Copy only what runs from the line containing "Tag every instance of the garden" through the end of the material below, line for line, with both ends included.

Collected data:
###
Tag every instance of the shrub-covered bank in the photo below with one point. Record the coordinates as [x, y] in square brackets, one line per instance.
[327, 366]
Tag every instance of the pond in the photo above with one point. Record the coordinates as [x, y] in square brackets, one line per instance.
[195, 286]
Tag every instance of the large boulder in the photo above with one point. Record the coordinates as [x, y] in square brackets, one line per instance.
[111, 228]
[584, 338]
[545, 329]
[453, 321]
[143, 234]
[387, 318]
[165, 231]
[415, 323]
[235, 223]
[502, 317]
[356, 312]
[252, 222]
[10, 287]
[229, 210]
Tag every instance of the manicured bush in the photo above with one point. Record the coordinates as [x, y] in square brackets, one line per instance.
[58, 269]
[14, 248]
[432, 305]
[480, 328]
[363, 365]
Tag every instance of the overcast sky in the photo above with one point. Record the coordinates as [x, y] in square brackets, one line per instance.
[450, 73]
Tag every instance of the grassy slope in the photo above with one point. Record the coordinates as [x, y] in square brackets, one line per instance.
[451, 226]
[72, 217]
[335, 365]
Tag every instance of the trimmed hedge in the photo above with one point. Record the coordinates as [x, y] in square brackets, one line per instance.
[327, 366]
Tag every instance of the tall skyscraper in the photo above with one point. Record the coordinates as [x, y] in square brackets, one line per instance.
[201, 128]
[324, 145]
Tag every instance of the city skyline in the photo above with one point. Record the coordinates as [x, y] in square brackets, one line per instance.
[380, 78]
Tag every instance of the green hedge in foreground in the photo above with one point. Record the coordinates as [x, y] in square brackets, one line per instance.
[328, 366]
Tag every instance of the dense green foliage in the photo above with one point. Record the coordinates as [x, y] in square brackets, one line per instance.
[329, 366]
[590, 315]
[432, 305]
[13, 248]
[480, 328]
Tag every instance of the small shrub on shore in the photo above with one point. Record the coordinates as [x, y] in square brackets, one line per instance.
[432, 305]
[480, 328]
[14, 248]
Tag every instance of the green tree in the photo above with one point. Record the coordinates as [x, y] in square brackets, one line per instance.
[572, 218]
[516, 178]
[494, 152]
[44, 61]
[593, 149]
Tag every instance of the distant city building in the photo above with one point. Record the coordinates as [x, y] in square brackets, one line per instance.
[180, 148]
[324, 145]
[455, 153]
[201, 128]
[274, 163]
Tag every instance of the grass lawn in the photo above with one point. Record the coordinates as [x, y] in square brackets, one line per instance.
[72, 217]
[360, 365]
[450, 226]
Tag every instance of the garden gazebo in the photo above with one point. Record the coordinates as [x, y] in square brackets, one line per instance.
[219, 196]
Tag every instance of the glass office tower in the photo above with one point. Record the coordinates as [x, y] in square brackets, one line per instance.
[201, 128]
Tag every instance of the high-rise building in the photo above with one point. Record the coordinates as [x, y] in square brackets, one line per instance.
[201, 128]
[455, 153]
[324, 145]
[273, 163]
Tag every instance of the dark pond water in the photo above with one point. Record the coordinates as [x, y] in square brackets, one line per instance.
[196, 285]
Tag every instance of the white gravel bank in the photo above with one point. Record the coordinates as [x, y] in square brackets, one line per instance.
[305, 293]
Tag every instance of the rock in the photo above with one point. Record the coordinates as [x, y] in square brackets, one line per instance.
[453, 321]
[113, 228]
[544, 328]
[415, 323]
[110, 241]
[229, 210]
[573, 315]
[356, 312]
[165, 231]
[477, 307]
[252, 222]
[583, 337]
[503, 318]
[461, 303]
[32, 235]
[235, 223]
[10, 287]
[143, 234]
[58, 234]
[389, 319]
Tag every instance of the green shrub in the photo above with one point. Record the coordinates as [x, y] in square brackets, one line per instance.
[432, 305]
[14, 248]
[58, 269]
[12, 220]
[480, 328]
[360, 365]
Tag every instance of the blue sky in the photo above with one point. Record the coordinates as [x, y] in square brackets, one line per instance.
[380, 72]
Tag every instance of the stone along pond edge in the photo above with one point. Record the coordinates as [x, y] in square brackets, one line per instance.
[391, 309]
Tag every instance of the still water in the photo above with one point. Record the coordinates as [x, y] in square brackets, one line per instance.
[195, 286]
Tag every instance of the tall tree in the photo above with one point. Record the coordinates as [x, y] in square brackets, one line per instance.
###
Task output:
Tag every instance of the garden gazebo in the photo above with one point. Record the coordinates as [x, y] in square brackets, one line per instance.
[219, 196]
Tag every instance of the glass office tower in the photo above with one point. Record the coordinates as [x, y] in square brackets, one line per instance.
[201, 128]
Tag every instance of the high-rise building in the photo above with one point. Record the coordinates as [x, y] in square brackets, one line per instance.
[201, 128]
[455, 153]
[324, 145]
[273, 163]
Tag every instance of the dark pond water in the photo above with one point. Record the coordinates as [x, y] in square brackets, one line per instance.
[196, 285]
Tag every instance of the white gravel bank in the photo above with one point. Record the coordinates as [x, y] in square brackets, one line per instance.
[305, 293]
Tag every instance of the rock in the photo above with one point. Record the coordinates as [x, y] in square brackets, one line per instance.
[453, 321]
[113, 228]
[544, 328]
[415, 323]
[110, 241]
[229, 210]
[573, 315]
[356, 312]
[165, 231]
[477, 307]
[252, 222]
[583, 337]
[503, 318]
[461, 303]
[32, 235]
[235, 223]
[10, 287]
[143, 234]
[58, 234]
[389, 319]
Tag every instance of the green shrub in the photo above with one point. Record the coordinates as [x, y] in square brackets, one line per instance.
[432, 305]
[14, 248]
[58, 269]
[12, 220]
[480, 328]
[360, 365]
Tag every instance of the blue sky in the photo above with one point. Record the coordinates as [x, y] in square brackets, one line per instance.
[380, 72]
Tag every instance of the stone along pond edge in the photo above with one point. Record the coordinates as [x, y] in square brackets, one line per instance.
[391, 309]
Tag every instance of the still water in the photo above with one point. Record the coordinates as [x, y] in square brackets, one line per instance.
[195, 286]
Tag every instance of the tall tree in the photo above with one point. Record the coordinates as [x, y] in square brackets, one line per instance.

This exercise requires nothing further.